- **REQUIREMENTS**
Could you repeat only the lines starting with the line containing "task: segment the road marking" and going on through the line containing "[[[13,95],[19,94],[19,92],[11,86],[6,87]]]", changing "whole pixels" to "integer pixels" and leaving everything else unchanged?

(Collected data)
== == ==

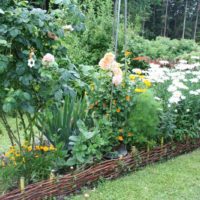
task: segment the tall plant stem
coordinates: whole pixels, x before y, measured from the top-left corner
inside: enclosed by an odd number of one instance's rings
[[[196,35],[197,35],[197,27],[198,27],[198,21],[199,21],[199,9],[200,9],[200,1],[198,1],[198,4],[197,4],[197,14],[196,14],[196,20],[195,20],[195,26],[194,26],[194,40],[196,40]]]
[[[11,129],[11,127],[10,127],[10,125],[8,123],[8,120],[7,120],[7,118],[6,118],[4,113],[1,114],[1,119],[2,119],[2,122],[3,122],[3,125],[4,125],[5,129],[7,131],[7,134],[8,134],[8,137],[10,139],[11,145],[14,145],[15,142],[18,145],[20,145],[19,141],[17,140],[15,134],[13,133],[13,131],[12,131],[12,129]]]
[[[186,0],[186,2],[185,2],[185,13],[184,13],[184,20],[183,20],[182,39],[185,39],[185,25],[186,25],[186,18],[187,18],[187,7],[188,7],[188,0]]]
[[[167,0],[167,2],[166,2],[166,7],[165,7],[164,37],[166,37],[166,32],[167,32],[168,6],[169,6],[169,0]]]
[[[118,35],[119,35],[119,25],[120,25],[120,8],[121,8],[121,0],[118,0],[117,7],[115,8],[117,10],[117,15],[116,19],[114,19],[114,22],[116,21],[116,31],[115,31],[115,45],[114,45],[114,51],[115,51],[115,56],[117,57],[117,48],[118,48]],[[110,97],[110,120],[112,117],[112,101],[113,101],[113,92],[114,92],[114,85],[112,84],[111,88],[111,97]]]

== == ==

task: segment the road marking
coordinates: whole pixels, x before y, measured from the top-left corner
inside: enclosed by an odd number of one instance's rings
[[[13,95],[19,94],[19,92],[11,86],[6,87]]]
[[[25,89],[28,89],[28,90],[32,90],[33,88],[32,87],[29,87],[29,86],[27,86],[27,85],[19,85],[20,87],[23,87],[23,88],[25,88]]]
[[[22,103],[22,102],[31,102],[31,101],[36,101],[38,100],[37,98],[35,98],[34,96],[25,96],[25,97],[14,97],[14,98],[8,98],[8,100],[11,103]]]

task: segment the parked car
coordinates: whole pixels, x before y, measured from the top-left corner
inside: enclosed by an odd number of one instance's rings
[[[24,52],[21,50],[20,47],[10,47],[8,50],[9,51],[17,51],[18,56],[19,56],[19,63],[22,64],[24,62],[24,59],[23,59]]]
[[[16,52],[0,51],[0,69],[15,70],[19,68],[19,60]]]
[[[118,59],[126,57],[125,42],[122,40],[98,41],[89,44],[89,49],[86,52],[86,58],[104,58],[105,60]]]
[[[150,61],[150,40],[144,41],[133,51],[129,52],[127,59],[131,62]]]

== == ==

- **SOLUTION TO THE EXERCISE**
task: segment the road marking
coordinates: integer pixels, x before y, measured from the top-left corner
inside: enclosed by an odd number of one instance's rings
[[[13,95],[19,94],[19,92],[11,86],[6,87]]]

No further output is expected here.